The request –
Can you change every "locate_object" in the listing below to "find_region", leave the rest unchanged, and omit the pictures from your copy?

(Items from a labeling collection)
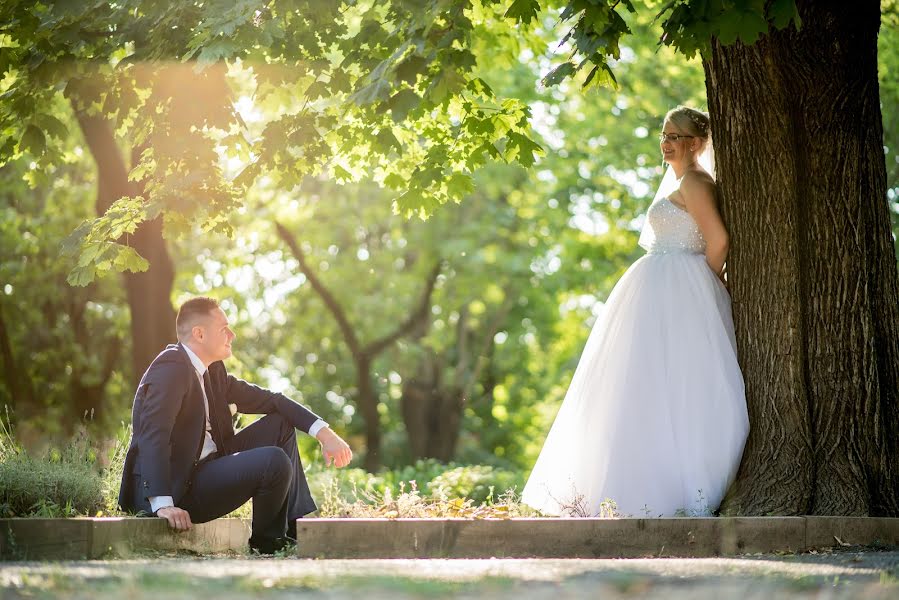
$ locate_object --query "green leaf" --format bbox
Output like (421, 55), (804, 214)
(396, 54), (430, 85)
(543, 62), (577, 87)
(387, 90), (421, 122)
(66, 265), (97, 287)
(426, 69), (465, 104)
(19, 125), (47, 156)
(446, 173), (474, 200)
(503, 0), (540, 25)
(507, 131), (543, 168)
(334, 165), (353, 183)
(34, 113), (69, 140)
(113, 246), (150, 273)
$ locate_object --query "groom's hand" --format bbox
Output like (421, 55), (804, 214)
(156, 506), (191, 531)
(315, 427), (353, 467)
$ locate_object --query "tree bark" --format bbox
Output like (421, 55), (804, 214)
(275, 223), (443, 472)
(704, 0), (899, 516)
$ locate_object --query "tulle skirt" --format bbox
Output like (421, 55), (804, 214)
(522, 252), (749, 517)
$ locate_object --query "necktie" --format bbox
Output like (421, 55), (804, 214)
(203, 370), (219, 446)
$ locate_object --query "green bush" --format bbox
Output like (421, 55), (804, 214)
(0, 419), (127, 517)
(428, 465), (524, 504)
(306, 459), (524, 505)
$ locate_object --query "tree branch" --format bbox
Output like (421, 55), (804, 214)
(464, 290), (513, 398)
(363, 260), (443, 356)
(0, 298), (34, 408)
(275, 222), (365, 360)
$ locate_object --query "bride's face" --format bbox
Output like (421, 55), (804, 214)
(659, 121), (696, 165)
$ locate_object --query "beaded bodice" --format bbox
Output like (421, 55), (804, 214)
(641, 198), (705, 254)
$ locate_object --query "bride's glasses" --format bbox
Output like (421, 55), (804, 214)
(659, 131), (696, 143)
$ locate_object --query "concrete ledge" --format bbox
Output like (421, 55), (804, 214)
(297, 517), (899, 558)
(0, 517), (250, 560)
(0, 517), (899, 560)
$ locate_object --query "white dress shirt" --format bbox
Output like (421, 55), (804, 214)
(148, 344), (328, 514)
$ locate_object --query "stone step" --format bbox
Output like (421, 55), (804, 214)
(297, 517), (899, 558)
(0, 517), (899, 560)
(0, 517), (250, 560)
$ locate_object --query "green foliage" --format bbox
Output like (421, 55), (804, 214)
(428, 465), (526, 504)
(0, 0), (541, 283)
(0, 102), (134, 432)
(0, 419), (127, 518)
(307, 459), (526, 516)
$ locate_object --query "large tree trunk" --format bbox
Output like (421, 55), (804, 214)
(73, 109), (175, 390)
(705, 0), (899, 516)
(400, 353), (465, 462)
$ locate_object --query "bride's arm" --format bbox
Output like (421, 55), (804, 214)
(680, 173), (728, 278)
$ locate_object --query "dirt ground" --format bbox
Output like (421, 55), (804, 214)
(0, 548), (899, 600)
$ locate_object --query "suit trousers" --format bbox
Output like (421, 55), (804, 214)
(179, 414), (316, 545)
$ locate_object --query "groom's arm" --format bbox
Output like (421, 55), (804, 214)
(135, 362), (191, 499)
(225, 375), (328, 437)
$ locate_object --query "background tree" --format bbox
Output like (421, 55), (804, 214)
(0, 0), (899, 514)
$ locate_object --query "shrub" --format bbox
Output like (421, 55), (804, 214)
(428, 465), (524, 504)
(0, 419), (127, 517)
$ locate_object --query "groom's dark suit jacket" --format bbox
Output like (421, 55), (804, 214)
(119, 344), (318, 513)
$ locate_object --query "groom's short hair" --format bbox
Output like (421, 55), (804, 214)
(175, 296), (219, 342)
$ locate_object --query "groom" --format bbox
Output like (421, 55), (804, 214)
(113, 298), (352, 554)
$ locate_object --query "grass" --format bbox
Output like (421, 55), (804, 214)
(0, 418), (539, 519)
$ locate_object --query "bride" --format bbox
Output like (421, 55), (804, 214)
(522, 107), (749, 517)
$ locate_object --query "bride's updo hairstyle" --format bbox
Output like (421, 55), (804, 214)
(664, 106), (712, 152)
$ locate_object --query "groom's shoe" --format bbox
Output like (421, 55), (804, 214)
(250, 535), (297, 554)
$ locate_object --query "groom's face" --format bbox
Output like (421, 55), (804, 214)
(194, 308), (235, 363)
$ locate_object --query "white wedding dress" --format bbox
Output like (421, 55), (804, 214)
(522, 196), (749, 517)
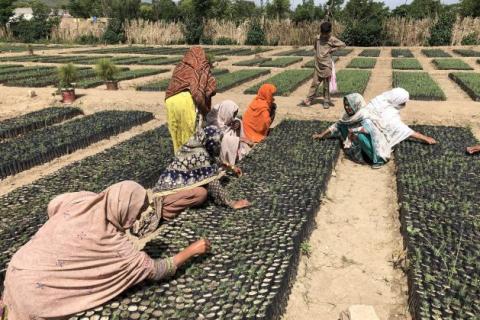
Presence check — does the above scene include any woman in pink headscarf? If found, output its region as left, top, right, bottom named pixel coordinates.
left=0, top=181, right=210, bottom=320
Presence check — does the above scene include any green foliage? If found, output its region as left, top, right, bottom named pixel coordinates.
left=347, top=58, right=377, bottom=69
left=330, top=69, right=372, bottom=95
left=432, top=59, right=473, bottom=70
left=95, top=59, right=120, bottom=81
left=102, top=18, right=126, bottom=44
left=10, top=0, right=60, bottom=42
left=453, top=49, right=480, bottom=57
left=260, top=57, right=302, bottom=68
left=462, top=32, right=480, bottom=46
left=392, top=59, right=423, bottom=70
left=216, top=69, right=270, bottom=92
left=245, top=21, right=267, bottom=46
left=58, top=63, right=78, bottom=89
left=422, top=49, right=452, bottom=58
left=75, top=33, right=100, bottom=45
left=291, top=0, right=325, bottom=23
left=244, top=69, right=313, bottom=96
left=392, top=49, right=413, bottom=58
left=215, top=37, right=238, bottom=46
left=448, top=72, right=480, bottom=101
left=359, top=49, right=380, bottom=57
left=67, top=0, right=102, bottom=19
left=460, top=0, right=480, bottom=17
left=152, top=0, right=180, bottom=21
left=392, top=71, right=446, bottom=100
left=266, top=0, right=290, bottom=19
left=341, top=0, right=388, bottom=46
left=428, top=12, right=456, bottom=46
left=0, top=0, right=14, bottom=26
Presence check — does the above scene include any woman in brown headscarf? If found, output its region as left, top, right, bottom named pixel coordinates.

Answer in full –
$ find_region --query "green leaf" --format bbox
Output like (421, 55), (804, 214)
(396, 54), (430, 85)
(543, 62), (577, 87)
(387, 90), (421, 122)
(66, 265), (97, 287)
(426, 69), (465, 104)
(19, 125), (47, 156)
(446, 173), (474, 200)
(503, 0), (540, 25)
(507, 131), (543, 168)
(334, 165), (353, 183)
(34, 113), (69, 140)
(113, 246), (150, 273)
$ find_region --query "groom's hand" --format bbox
Output like (421, 55), (804, 214)
(156, 506), (191, 531)
(315, 427), (353, 467)
$ find_region --query "tree bark" --format bbox
Output like (421, 55), (804, 214)
(275, 223), (443, 472)
(704, 0), (899, 516)
$ find_region --query "tulle skirt" --format bbox
Output like (421, 55), (804, 214)
(522, 252), (749, 517)
$ find_region --query "necktie" --format bbox
Output like (421, 55), (804, 214)
(203, 370), (219, 446)
$ find_region --query "green bush" --format bbox
Output like (421, 55), (804, 214)
(0, 419), (127, 517)
(428, 465), (524, 504)
(306, 459), (524, 505)
$ find_region --query "tree branch" --format bbox
Output like (421, 55), (804, 214)
(464, 290), (513, 398)
(363, 260), (443, 356)
(0, 298), (34, 408)
(275, 222), (365, 360)
$ find_region --query "bride's face" --format bbox
Output like (421, 55), (804, 214)
(659, 121), (696, 165)
$ find_region --query "beaded bodice" --format bbox
Output like (421, 55), (804, 214)
(641, 198), (705, 254)
$ find_region --query "bride's glasses" --format bbox
Output like (421, 55), (804, 214)
(659, 131), (696, 143)
$ find_region --query "concrete ledge" --format bbox
Output like (421, 55), (804, 214)
(297, 517), (899, 558)
(0, 517), (250, 560)
(0, 517), (899, 560)
$ find_region --query "white dress shirt" --format bbox
Output like (421, 55), (804, 214)
(148, 344), (328, 514)
$ find_region --query "stone step" --format bbox
Output like (421, 55), (804, 214)
(297, 517), (899, 558)
(0, 517), (899, 560)
(0, 517), (250, 560)
$ find_region --query "green foliage" --format bbox
Output like (421, 55), (804, 214)
(428, 465), (526, 504)
(0, 0), (541, 283)
(0, 102), (134, 432)
(0, 419), (127, 518)
(307, 459), (526, 516)
$ find_region --query "large tree trunk" --format bbox
Output like (421, 55), (804, 214)
(73, 109), (175, 390)
(705, 0), (899, 516)
(400, 353), (465, 462)
$ find_region --query "bride's arm" --format bbox
Output like (421, 55), (804, 214)
(680, 173), (728, 278)
$ find_region --query "dirt ground" --format bbox
Output like (421, 55), (804, 214)
(0, 548), (899, 600)
$ find_region --query "suit trousers" --format bbox
Output like (421, 55), (804, 214)
(179, 414), (316, 545)
$ find_region --query "groom's arm" --format bbox
Output like (421, 55), (804, 214)
(135, 362), (191, 499)
(225, 375), (328, 437)
$ find_region --query "background tree" --format bbox
Output like (421, 55), (804, 214)
(0, 0), (899, 514)
$ find_region --query "shrub" --format bbox
Output like (421, 55), (804, 214)
(428, 465), (524, 504)
(0, 419), (127, 517)
$ find_region --query "groom's dark suit jacket" --format bbox
Output like (421, 55), (804, 214)
(119, 344), (318, 513)
$ find_region --query "groom's short hair" --format bbox
Output like (421, 55), (804, 214)
(175, 296), (219, 342)
$ find_region --query "groom" --format bbox
Output like (421, 55), (804, 214)
(113, 298), (352, 554)
$ find_region --query "grass" --format bbox
Output like (421, 55), (804, 214)
(0, 418), (539, 519)
$ find_region --query "bride" --format bbox
Output like (421, 55), (804, 214)
(522, 107), (749, 517)
$ find_region --query "bride's updo hairstyle" --format bbox
Output like (421, 55), (804, 214)
(664, 106), (712, 152)
$ find_region --query "groom's shoe" --format bbox
Output like (421, 55), (804, 214)
(250, 535), (297, 554)
$ find_region --query "groom's face" --format bbox
Output like (421, 55), (804, 214)
(194, 308), (235, 363)
$ find_region --query "white wedding dress" --format bbox
Output like (421, 55), (804, 214)
(522, 196), (749, 517)
Presence check — does the above scene include any woman in pink headscarf? If found, output its region as left, top, right, bottom named pixel coordinates.
left=0, top=181, right=210, bottom=320
Presence check — does the above scene include any green foliage? If found, output its region as left, top, right, bottom named pixel coordinates.
left=347, top=58, right=377, bottom=69
left=330, top=69, right=372, bottom=95
left=432, top=59, right=473, bottom=70
left=95, top=59, right=120, bottom=81
left=102, top=18, right=126, bottom=44
left=10, top=0, right=60, bottom=42
left=453, top=49, right=480, bottom=57
left=260, top=57, right=302, bottom=68
left=462, top=32, right=480, bottom=46
left=392, top=59, right=423, bottom=70
left=216, top=69, right=270, bottom=92
left=245, top=21, right=267, bottom=46
left=58, top=63, right=78, bottom=89
left=422, top=49, right=452, bottom=58
left=75, top=33, right=100, bottom=45
left=291, top=0, right=325, bottom=23
left=244, top=69, right=313, bottom=96
left=392, top=49, right=413, bottom=58
left=215, top=37, right=238, bottom=46
left=448, top=72, right=480, bottom=101
left=359, top=49, right=380, bottom=57
left=67, top=0, right=102, bottom=19
left=460, top=0, right=480, bottom=17
left=152, top=0, right=180, bottom=21
left=392, top=71, right=446, bottom=100
left=266, top=0, right=290, bottom=19
left=341, top=0, right=388, bottom=46
left=428, top=12, right=456, bottom=46
left=0, top=0, right=14, bottom=26
Presence check — does the above scene include any woman in brown headscarf? If found, output its region as left, top, right, bottom named pixel coordinates.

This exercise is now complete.